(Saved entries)
--- START ---

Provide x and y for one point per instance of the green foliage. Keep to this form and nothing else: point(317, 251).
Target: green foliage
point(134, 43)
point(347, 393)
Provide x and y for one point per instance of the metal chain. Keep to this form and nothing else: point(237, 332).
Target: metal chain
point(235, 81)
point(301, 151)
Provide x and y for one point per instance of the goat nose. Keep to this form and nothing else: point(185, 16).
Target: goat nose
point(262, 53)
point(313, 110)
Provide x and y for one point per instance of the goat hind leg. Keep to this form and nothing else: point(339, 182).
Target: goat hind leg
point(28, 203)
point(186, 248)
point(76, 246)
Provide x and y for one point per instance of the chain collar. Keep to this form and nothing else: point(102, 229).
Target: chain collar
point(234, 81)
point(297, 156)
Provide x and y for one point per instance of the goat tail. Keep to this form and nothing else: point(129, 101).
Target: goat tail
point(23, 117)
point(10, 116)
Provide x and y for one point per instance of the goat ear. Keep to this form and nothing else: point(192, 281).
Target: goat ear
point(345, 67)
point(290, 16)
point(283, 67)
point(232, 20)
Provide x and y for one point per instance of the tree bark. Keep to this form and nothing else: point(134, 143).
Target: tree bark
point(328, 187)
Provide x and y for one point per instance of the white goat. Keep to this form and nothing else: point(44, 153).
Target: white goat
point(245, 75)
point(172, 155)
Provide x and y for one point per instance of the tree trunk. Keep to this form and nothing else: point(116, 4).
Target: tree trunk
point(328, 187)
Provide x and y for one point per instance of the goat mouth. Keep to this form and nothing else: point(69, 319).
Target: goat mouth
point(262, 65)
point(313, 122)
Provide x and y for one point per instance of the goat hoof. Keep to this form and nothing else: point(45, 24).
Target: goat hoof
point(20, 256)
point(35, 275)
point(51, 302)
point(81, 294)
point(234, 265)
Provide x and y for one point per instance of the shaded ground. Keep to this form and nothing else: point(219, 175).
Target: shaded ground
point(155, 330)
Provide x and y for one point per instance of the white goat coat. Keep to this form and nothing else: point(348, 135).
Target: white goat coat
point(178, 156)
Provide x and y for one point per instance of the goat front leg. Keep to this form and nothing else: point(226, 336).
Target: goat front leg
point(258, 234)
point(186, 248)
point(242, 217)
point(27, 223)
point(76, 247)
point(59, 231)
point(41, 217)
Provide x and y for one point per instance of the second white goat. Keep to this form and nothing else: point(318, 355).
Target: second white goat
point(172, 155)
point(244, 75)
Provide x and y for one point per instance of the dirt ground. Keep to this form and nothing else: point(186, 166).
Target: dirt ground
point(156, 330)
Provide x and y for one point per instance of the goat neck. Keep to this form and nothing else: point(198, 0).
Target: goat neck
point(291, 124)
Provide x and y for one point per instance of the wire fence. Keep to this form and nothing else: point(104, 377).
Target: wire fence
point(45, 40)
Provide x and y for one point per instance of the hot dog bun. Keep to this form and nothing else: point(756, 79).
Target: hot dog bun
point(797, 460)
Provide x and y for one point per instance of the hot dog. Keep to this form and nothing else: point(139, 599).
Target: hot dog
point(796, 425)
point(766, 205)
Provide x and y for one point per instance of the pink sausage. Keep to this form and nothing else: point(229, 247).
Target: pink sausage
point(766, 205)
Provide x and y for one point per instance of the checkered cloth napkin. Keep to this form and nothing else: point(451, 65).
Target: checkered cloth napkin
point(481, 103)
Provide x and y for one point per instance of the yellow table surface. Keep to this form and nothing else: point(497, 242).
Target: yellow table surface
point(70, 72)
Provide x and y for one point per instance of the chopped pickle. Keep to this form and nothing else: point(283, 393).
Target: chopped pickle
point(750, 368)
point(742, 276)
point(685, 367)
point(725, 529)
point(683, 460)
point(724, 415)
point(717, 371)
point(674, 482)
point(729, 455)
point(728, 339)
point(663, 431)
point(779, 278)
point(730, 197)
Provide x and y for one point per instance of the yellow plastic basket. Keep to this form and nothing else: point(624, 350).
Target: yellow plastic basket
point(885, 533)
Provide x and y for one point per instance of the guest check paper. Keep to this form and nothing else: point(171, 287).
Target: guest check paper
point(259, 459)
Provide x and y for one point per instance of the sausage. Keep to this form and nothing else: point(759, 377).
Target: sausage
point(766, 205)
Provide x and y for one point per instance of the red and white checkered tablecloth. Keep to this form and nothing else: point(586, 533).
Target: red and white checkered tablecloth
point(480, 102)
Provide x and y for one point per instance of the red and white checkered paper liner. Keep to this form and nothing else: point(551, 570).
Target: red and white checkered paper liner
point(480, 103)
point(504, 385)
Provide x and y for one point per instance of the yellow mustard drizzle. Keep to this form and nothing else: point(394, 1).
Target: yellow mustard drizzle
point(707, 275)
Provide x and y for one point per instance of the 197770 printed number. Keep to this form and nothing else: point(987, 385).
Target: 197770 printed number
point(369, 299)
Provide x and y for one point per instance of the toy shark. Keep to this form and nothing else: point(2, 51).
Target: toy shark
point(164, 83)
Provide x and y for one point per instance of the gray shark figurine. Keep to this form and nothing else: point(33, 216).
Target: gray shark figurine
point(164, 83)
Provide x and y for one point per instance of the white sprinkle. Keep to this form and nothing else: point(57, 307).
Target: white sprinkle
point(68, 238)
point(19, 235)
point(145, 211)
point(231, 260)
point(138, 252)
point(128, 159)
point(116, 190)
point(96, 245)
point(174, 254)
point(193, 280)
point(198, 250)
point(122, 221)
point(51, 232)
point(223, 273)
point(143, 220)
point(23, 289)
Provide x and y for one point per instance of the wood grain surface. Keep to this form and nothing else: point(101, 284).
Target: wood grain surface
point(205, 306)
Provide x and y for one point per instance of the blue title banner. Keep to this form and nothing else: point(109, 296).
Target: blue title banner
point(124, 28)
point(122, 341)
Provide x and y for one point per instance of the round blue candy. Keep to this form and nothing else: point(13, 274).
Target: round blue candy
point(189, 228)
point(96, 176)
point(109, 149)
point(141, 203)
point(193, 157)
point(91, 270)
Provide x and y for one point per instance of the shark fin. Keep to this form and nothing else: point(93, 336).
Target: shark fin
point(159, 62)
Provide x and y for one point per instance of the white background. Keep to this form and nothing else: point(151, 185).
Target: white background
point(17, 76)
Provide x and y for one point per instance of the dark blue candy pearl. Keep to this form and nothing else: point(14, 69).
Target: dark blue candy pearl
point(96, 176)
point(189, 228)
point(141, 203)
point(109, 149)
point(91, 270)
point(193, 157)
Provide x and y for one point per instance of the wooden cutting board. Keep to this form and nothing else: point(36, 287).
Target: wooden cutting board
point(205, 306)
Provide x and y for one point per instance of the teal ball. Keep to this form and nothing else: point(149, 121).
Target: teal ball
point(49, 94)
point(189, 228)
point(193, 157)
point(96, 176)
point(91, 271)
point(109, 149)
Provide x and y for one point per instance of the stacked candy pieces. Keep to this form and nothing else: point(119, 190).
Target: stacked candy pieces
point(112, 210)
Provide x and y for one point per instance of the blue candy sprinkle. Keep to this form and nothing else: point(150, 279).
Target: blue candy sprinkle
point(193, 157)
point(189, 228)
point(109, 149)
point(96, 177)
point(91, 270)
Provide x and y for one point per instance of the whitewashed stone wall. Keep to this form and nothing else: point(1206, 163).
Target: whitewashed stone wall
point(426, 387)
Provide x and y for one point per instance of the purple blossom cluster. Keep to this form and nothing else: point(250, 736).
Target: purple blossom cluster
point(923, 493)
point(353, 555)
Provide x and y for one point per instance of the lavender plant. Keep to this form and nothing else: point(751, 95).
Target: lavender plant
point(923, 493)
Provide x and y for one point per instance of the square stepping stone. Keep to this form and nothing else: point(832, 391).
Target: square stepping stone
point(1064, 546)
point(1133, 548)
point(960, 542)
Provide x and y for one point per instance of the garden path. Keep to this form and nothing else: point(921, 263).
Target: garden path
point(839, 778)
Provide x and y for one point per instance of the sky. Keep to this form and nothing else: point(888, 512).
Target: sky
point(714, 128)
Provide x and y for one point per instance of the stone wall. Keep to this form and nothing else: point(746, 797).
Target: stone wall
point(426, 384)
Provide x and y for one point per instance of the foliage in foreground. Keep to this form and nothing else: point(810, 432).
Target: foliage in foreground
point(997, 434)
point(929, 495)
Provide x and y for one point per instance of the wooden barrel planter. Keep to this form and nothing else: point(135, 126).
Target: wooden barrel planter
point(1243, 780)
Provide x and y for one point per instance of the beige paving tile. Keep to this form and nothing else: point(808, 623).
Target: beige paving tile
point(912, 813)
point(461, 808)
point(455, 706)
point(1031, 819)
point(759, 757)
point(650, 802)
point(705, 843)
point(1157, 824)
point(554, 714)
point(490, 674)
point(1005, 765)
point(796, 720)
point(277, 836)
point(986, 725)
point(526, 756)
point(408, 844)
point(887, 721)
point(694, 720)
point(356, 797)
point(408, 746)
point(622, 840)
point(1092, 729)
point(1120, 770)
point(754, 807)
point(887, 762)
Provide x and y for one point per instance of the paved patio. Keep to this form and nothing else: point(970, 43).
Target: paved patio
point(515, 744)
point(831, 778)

--- END ---

To do:
Retype the records above exactly, from their first line through the line that contains "else: point(129, 101).", and stop there.

Result for this task:
Provide x and y for one point per instance of the green foliage. Keep to this form and nothing else: point(317, 251).
Target: green foliage
point(134, 43)
point(347, 393)
Provide x and y for one point per instance of the metal chain. Keep to this form and nothing else: point(237, 332).
Target: metal chain
point(235, 81)
point(301, 151)
Provide x and y for one point per instance of the goat nose. Keep to this form and nothing else: point(185, 16).
Target: goat nose
point(262, 53)
point(313, 110)
Provide x and y for one point per instance of the goat hind leg. Keep to this form and nothing else: point(339, 182).
Target: goat hind leg
point(28, 203)
point(186, 248)
point(76, 246)
Provide x and y for one point per instance of the chain collar. Keep to this form and nothing else: point(102, 229).
Target: chain collar
point(234, 81)
point(297, 156)
Provide x and y for one point per instance of the goat tail. Keep to this form and nothing else: point(129, 101).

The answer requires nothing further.